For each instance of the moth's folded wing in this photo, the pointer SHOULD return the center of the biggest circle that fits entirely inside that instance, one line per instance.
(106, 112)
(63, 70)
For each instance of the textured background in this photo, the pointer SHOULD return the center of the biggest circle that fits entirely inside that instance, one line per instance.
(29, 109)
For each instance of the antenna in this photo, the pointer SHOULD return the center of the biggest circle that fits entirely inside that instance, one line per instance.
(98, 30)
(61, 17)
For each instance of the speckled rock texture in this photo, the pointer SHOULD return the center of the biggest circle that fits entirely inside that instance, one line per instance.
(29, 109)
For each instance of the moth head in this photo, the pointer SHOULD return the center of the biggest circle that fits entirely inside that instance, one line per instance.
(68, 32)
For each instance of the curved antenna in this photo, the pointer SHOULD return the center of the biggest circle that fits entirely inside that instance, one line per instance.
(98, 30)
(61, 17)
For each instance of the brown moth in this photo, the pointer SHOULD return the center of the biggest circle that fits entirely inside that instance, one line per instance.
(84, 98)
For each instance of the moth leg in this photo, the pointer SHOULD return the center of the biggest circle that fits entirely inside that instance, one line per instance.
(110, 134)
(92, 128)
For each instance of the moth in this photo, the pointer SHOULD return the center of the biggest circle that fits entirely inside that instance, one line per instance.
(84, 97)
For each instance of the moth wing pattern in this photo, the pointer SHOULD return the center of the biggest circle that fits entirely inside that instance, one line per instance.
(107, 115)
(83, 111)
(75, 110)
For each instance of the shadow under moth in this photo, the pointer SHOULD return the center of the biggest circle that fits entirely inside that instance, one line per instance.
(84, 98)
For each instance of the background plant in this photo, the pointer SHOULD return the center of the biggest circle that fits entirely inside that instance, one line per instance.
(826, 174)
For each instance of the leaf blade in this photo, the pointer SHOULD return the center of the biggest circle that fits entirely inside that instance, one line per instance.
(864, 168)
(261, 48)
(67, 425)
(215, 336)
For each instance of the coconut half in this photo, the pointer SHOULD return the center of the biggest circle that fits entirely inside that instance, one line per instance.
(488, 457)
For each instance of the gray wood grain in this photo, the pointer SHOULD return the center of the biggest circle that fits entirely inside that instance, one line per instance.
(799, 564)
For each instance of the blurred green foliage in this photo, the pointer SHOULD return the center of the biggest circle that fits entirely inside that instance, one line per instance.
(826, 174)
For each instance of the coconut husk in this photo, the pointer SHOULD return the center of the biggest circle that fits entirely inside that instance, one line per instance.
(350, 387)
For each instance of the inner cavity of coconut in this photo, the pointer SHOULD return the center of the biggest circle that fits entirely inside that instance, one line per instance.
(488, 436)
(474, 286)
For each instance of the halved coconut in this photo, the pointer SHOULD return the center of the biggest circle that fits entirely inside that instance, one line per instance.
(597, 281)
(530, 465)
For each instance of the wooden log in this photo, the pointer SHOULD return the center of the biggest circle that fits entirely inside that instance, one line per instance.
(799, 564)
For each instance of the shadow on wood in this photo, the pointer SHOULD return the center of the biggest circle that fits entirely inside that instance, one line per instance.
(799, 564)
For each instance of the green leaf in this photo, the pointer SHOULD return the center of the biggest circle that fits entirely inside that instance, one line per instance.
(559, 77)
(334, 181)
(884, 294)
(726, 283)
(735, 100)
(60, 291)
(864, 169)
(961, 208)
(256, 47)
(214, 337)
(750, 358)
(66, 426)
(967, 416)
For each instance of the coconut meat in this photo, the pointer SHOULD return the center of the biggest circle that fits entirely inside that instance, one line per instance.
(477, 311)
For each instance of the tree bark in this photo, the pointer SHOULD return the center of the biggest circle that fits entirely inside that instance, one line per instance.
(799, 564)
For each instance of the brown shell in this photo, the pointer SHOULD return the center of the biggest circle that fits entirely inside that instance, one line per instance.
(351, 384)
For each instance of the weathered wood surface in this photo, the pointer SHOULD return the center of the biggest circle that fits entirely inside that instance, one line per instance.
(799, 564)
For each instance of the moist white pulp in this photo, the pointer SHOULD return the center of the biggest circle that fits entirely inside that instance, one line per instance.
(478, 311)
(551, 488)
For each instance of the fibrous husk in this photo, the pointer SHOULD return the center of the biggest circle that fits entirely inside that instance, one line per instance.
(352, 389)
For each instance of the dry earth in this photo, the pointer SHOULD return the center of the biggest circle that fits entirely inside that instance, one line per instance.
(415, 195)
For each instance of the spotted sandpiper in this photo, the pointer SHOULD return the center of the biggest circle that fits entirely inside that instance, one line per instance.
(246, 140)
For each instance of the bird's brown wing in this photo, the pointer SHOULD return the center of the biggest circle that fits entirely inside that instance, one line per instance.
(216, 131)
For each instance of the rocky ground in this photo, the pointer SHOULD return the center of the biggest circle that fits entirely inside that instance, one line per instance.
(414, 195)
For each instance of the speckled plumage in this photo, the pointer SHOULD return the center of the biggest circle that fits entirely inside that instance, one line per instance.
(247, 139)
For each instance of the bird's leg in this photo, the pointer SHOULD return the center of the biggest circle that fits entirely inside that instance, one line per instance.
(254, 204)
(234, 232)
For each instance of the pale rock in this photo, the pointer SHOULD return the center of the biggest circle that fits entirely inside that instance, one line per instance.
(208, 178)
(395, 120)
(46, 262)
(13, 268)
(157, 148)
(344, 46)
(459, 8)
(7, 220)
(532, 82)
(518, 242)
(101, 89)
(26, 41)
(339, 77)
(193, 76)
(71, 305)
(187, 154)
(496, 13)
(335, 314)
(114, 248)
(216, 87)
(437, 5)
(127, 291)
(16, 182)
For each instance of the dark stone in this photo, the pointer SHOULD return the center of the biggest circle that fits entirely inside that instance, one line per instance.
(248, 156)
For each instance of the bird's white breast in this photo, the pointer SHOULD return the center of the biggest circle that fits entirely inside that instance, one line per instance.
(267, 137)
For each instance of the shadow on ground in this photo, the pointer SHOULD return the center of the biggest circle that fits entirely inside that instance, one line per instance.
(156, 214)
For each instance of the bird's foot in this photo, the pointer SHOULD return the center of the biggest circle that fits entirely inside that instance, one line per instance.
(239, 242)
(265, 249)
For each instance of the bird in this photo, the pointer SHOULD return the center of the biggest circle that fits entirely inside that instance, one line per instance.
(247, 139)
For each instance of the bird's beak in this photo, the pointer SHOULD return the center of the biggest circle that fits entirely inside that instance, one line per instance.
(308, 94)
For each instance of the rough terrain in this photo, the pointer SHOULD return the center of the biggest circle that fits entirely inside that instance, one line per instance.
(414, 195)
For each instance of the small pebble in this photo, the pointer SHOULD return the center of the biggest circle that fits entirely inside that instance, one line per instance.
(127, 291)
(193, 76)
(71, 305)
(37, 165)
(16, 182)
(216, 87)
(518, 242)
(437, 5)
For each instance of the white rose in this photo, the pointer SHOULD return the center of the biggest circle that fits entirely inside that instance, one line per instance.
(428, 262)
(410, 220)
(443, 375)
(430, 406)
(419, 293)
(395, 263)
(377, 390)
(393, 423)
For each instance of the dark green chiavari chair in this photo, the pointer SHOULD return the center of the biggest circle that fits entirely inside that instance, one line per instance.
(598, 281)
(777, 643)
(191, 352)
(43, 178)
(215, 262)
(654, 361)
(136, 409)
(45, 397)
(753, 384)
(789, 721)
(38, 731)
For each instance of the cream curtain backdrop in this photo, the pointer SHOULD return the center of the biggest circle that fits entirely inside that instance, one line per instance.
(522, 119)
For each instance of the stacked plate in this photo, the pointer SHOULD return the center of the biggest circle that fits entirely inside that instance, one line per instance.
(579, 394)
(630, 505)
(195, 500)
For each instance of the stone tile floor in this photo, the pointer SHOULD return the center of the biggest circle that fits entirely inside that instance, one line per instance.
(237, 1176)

REQUEST:
Can you reproduce the material word for word, starting at the line containing "For each instance of the stone" and continuing through the final line?

SOLUTION TO THIS TASK:
For each instance of the stone tile floor in this photo, the pointer SHOULD return the center of the biggest circle that fits entirely inside that instance, one line per instance.
(237, 1176)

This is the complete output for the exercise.